--- START OF DATA SHOWN ---

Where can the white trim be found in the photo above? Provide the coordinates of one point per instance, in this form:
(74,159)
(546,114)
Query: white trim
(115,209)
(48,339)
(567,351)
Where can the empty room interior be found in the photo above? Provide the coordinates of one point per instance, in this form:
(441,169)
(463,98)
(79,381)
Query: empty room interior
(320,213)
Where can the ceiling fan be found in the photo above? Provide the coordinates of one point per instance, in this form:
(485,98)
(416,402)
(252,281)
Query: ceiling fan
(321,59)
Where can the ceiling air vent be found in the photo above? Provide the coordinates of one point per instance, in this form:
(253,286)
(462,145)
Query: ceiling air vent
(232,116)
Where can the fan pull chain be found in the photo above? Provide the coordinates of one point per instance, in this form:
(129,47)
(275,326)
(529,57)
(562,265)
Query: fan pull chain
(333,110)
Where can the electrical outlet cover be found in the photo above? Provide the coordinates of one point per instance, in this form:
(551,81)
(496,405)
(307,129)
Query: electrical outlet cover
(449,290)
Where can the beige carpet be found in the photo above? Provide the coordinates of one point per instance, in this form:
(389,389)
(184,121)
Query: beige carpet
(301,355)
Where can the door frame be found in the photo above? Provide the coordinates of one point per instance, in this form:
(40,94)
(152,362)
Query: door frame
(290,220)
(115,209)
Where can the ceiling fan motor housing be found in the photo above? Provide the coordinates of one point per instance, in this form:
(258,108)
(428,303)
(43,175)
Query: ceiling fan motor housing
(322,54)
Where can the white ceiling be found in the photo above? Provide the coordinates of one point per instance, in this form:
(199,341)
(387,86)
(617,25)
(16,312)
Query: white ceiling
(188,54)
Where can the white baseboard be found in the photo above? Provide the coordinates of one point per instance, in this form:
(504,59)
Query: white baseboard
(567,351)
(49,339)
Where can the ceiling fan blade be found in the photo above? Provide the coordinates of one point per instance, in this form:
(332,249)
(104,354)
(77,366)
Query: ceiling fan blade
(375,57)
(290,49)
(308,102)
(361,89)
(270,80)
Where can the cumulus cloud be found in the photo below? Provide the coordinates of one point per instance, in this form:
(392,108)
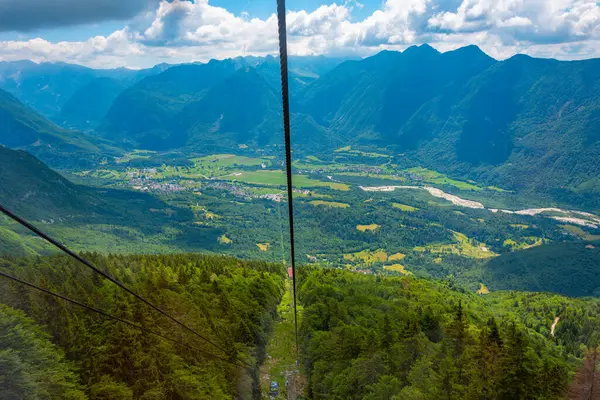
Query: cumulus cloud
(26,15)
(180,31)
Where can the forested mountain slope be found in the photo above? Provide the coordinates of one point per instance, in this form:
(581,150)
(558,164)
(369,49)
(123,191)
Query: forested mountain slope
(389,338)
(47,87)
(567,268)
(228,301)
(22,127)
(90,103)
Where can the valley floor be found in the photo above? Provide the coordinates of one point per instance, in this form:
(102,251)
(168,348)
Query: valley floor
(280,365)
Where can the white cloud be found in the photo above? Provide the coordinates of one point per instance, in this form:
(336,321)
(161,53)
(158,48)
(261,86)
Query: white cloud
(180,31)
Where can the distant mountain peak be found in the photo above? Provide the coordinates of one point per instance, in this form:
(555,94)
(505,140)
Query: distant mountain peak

--- END OF DATA SHOWN ---

Quote every line of the records above exactly; no picture is to be copied.

ANSWER IN FULL:
Where can the white trim be found in the photo above? Provide the coordinates of one point per instance, in this form:
(74,159)
(546,114)
Query: white trim
(115,209)
(48,339)
(567,351)
Where can the empty room interior be found in the photo above? Provide the coordinates of one point per instance, in this form:
(441,169)
(463,98)
(79,381)
Query: empty room interior
(320,213)
Where can the ceiling fan be found in the photo above? Provide the coordinates of one point per instance, in this form:
(485,98)
(416,402)
(252,281)
Query: ceiling fan
(321,59)
Where can the ceiling air vent be found in the photo above? Provide the coordinates of one point per instance, in this form:
(253,286)
(462,145)
Query: ceiling air vent
(232,116)
Where can the fan pull chain be found in the photo above? Provide the coordinates of one point per instance, in this form:
(129,47)
(275,326)
(529,57)
(562,265)
Query: fan pull chain
(333,110)
Where can the electrical outlet cover be found in the photo above? Provide the coordinates of one point per instance, in this form:
(551,81)
(496,405)
(307,129)
Query: electrical outlet cover
(449,290)
Where can the beige carpet be found in the photo above? Provide the coordinates of one point per instance, in this form:
(389,389)
(184,121)
Query: beige carpet
(301,355)
Where can the door frame be found in the photo above? Provide the coordinates of one point per instance, in this form:
(40,94)
(152,362)
Query: door frame
(290,220)
(115,209)
Where can the ceiling fan motor housing be found in the photo above? Provide the coordinates of one point per instance, in this form:
(258,108)
(428,303)
(43,175)
Query: ceiling fan motor housing
(322,54)
Where can the white ceiling be found in the photo above? Provide the coordinates of one point per instance, in this form:
(199,341)
(387,86)
(617,25)
(16,312)
Query: white ceiling
(188,54)
Where can the white baseboard be found in the photo above? Provide the coordinates of one point per instance, in this form:
(504,59)
Query: white baseboard
(567,351)
(49,339)
Where can the ceiling fan blade be found in the photo above? Provide the coordinates of one point per instance, in this form:
(332,249)
(104,354)
(77,366)
Query: ceiling fan blade
(375,57)
(290,49)
(308,102)
(361,89)
(270,80)
Where can the cumulus cloud be found in the photo below? Provide the coordinates of one point per instance, in this form:
(392,108)
Query: cumulus cloud
(26,15)
(180,31)
Where can the forested mountain slope be found in the photo above? Provide the coordinates of one point per instance, in this form:
(581,150)
(558,164)
(369,49)
(123,191)
Query: forested mountain slope
(389,338)
(47,87)
(567,268)
(228,301)
(22,127)
(90,103)
Where can the valley floor be found in the photo above? Provide the coordinates of one point per instance, in this form:
(102,251)
(168,348)
Query: valley floor
(280,365)
Where can the white cloud be found in the photo above? Provide the coordinates of one point per instance, in this form:
(336,321)
(161,53)
(158,48)
(261,86)
Query: white cloud
(180,31)
Where can the distant mountain peak be found in the photo above? Provide the coordinates of one point per instance, in this form:
(555,94)
(505,140)
Query: distant mountain peak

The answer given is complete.